Entries taken from a collection
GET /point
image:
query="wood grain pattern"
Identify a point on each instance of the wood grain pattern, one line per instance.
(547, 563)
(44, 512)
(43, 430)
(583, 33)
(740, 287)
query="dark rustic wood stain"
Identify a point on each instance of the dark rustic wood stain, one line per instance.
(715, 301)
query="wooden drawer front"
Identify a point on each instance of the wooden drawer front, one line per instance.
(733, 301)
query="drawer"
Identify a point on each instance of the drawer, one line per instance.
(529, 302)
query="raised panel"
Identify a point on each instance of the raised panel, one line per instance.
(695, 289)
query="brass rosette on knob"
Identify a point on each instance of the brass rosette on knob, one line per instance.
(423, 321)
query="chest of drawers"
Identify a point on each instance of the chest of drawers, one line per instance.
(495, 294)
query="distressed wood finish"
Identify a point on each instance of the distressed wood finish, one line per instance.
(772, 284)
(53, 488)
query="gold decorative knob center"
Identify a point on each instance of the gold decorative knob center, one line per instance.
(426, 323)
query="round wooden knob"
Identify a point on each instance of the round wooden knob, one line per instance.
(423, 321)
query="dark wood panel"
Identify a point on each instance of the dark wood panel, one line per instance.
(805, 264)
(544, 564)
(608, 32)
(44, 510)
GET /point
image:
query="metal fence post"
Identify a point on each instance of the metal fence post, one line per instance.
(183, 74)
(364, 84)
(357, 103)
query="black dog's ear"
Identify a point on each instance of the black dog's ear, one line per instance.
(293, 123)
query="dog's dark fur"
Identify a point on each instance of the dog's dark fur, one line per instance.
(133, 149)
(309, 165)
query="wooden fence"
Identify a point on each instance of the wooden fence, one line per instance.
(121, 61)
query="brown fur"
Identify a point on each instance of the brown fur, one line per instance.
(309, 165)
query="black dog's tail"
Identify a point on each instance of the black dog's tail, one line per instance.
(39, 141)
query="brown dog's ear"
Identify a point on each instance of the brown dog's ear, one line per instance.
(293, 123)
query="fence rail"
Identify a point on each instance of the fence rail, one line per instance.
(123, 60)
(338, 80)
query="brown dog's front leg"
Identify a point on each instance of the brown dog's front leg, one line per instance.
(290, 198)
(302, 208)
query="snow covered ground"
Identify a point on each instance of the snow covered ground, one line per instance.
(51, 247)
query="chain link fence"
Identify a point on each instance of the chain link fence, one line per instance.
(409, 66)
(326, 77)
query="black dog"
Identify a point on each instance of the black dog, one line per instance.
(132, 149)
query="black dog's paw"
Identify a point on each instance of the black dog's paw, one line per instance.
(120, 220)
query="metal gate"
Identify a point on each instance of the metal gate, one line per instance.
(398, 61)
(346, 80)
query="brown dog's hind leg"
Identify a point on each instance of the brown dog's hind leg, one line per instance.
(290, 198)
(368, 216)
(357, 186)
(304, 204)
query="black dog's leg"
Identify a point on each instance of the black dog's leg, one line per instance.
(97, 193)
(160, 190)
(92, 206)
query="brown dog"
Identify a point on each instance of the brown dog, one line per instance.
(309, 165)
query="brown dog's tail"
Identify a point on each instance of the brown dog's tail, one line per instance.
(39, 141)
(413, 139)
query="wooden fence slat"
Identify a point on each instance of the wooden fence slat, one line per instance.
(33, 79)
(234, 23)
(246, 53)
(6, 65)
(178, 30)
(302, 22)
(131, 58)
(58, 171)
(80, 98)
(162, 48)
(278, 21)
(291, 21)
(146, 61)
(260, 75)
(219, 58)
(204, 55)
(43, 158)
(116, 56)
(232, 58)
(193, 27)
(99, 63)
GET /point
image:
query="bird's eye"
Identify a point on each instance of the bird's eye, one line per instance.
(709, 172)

▶ **Try it**: All of the entries above need to be reproduced verbatim.

▶ **Response**:
GET /point
image:
query="wood grain pattern"
Identify a point on each instance of the wood grain pattern, one line per instance.
(547, 563)
(44, 512)
(43, 430)
(583, 33)
(740, 287)
query="dark rustic wood stain"
Identify a point on each instance of the dark rustic wood stain, one line per instance.
(715, 301)
query="wooden drawer front"
Identify a point on each instance of the wooden drawer front, one line per instance.
(733, 301)
query="drawer"
Identify a point on each instance of the drawer, one line per instance.
(529, 302)
query="raised panel"
Identify a point on each instance of the raised panel, one line per instance.
(695, 289)
query="brass rosette on knob"
Identify a point on each instance of the brass rosette on knob, one line per instance.
(423, 321)
query="chest of drawers"
Identify a point on each instance of the chest of drawers, one line per instance.
(495, 294)
query="distressed wood finish"
Identify a point on each instance of the distressed wood finish, one line per instance.
(772, 284)
(53, 488)
query="gold decorative knob center"
Identify a point on each instance of the gold decorative knob center, one line per instance.
(426, 323)
query="round wooden knob"
Identify a point on each instance of the round wooden knob, one line per instance.
(423, 321)
query="dark wood panel"
Identify a point on each instance of the dark wood panel, one line per instance.
(805, 264)
(544, 564)
(608, 32)
(44, 510)
GET /point
image:
query="metal fence post"
Identify a point on each instance of the metal fence post, one line per instance.
(183, 74)
(364, 84)
(357, 103)
query="black dog's ear"
Identify a point on each instance of the black dog's ear, one line per instance.
(293, 123)
query="dog's dark fur"
Identify a point on each instance of the dog's dark fur, one line per instance.
(133, 149)
(309, 165)
query="wooden fence"
Identify a point on each instance of the wooden fence, one line per instance.
(121, 61)
query="brown fur"
Identify a point on each instance of the brown fur, one line per instance.
(309, 165)
query="black dog's tail"
Identify a point on each instance of the black dog's tail, one line per instance.
(39, 141)
query="brown dog's ear"
Identify a point on each instance of the brown dog's ear, one line per instance.
(293, 123)
query="fence rail"
Identify a point on each instance of the fence rail, one line per instance.
(123, 60)
(338, 80)
query="brown dog's front leg"
Identify a point on each instance of the brown dog's front leg, one line per instance.
(290, 198)
(302, 208)
query="snow covered ground"
Identify a point on each instance of the snow covered ground, one line per instance.
(51, 247)
query="chain link fence"
Identify a point on each instance of the chain link fence, one line per instance.
(409, 66)
(326, 77)
query="black dog"
Identify a point on each instance of the black dog, one line per instance.
(132, 149)
query="black dog's paw"
Identify a point on each instance of the black dog's paw, one line per instance.
(120, 220)
query="metal gate"
Identify a point on each instance of the metal gate, one line per instance.
(398, 61)
(346, 80)
query="brown dog's hind leg"
Identify a point on each instance of the brown dog's hind leg, one line per instance.
(290, 198)
(368, 216)
(357, 186)
(304, 204)
query="black dog's leg"
Identify a point on each instance of the black dog's leg, one line per instance.
(97, 193)
(160, 190)
(92, 206)
query="brown dog"
Identify a point on each instance of the brown dog, one line per instance.
(309, 165)
query="brown dog's tail"
Identify a point on each instance of the brown dog's tail, one line per instance.
(39, 141)
(413, 139)
query="wooden fence slat"
Identify a point on each instance of the wooden fence slat, one line per instance.
(33, 79)
(234, 23)
(246, 53)
(6, 65)
(178, 30)
(302, 22)
(131, 58)
(58, 171)
(80, 98)
(162, 48)
(278, 21)
(291, 21)
(146, 61)
(260, 75)
(219, 58)
(204, 55)
(43, 158)
(116, 56)
(232, 58)
(193, 27)
(99, 63)
GET /point
image:
query="bird's eye"
Identify a point on each instance of the bird's eye, one line per instance.
(709, 172)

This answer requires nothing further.